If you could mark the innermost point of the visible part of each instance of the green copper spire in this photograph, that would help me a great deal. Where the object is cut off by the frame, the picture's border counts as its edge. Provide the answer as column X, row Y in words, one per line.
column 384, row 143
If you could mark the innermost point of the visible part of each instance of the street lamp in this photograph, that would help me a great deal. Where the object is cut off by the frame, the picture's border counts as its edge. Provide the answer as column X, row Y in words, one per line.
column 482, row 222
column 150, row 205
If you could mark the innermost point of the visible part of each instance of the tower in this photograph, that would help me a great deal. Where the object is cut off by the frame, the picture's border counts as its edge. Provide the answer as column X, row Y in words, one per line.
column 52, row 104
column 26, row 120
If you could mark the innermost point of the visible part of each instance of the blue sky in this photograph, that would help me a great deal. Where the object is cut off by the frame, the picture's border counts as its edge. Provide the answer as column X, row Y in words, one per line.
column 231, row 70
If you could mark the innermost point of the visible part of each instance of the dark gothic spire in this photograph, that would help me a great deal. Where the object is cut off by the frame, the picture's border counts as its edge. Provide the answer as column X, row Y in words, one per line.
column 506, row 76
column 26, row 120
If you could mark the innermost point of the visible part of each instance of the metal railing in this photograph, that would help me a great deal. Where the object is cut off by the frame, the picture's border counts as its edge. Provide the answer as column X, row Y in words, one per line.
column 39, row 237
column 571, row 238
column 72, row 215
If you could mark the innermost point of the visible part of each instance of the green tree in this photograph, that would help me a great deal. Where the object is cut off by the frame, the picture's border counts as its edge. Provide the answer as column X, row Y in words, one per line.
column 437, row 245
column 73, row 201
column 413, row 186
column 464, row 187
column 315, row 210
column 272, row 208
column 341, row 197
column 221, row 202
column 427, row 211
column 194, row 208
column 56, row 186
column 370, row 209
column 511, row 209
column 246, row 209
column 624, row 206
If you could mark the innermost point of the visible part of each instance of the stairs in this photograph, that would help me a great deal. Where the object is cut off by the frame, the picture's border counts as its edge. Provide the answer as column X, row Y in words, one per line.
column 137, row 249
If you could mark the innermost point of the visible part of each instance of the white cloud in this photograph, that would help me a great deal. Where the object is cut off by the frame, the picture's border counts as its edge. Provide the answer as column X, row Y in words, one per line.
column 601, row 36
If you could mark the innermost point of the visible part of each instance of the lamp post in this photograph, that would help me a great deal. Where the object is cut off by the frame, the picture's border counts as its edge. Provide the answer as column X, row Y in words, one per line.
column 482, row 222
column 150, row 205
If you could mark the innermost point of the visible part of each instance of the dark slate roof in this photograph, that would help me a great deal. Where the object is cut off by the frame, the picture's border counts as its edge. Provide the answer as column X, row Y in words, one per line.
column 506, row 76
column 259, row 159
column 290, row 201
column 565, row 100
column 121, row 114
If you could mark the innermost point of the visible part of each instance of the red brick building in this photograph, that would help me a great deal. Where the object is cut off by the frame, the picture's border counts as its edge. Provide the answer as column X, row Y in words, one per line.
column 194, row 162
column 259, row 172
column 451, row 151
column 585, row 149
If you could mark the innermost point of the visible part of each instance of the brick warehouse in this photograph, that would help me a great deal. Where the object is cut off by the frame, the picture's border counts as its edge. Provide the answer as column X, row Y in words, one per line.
------------
The entire listing must be repeated without a single change.

◆ Completed task ◆
If you could mark the innermost point of the visible part of each instance of the green copper spire in this photograph, that would help me a great deal. Where the object is cut off by the frame, the picture's border counts as its edge. Provide the answer as column X, row Y in words, one per line.
column 384, row 143
If you could mark the innermost point of the visible part of each instance of the street lamp in this photograph, that would help me a great deal. Where the object is cut off by the frame, the picture's border counts as its edge. Provide the answer as column X, row Y in words, one per line.
column 482, row 222
column 150, row 205
If you could mark the innermost point of the visible part of each instance of the tower in this photograph, that would help me a great deal. Where the object is cut off by the frame, the picture's border counts as its edge. Provide the answer as column X, row Y in words, one per line.
column 52, row 104
column 26, row 120
If you could mark the innermost point of the visible part of each instance of the blue sky in this photograph, that would help me a great deal. Where the object is cut off by the frame, the picture's border counts as its edge. Provide the answer as column X, row Y in words, one per line.
column 231, row 70
If you could mark the innermost point of the visible part of each instance of the dark gothic spire in this photograph, that would help me a great deal. Where the object is cut off by the frame, the picture's border counts as its edge. Provide the answer as column X, row Y in words, one per line.
column 506, row 76
column 26, row 120
If you could mark the innermost point of the visible part of each instance of the metal railing in this photograph, that would help me a great deal. Where the object is cut off by the frame, the picture's border counts as its edge. Provide the answer as column X, row Y in words, one per line.
column 39, row 237
column 571, row 238
column 72, row 215
If you could mark the innermost point of the visible part of each instance of the green tree in this photograph, that would help me a great deal. Where the object is cut off by the frame, the picture's border counts as its edge. Provide the answer as column X, row Y in words, one per line.
column 437, row 245
column 73, row 201
column 413, row 186
column 464, row 187
column 315, row 210
column 272, row 208
column 341, row 197
column 221, row 202
column 427, row 211
column 194, row 208
column 56, row 186
column 370, row 209
column 511, row 209
column 246, row 209
column 624, row 206
If you could mark the innermost point of the visible part of each instance of the stairs in this photograph, that would help me a great deal. Where the object is cut off by the frame, the picture's border counts as its edge. Provide the answer as column X, row Y in words, one per line.
column 137, row 249
If you could mark the innermost point of the visible part of each instance of the white cloud in this photograph, that would help me a great deal. Where the object is cut off by the frame, the picture's border counts as its edge. Provide the answer as column X, row Y in words, one per line.
column 601, row 36
If you could mark the innermost point of the visible part of each instance of the lamp post in this photograph, that would help me a great deal. Where the object is cut off by the frame, the picture's border counts as its edge. Provide the answer as column X, row Y in words, one per line.
column 482, row 222
column 150, row 205
If you could mark the innermost point of the visible part of each instance of the dark slate roof in this photograph, that would help me a great deal. Where the object is cut off by the frame, the picture's border counts as its edge. Provide the answer as column X, row Y in words, one per line.
column 506, row 76
column 259, row 159
column 290, row 201
column 565, row 100
column 121, row 114
If you could mark the innermost point of the visible part of each instance of the red brick building in this photograph, that would help me a great deal. Where the object is cut off by the frame, the picture's border counts as its edge. Provide the answer as column X, row Y in words, one per line.
column 194, row 162
column 259, row 172
column 451, row 151
column 585, row 149
If you could mark the innermost point of the visible part of each instance of the brick warehouse in this photograph, that would help me a great deal. Where the object is cut off by the frame, the picture's border counts as its edge. Provide the answer as column X, row Y in words, one per line.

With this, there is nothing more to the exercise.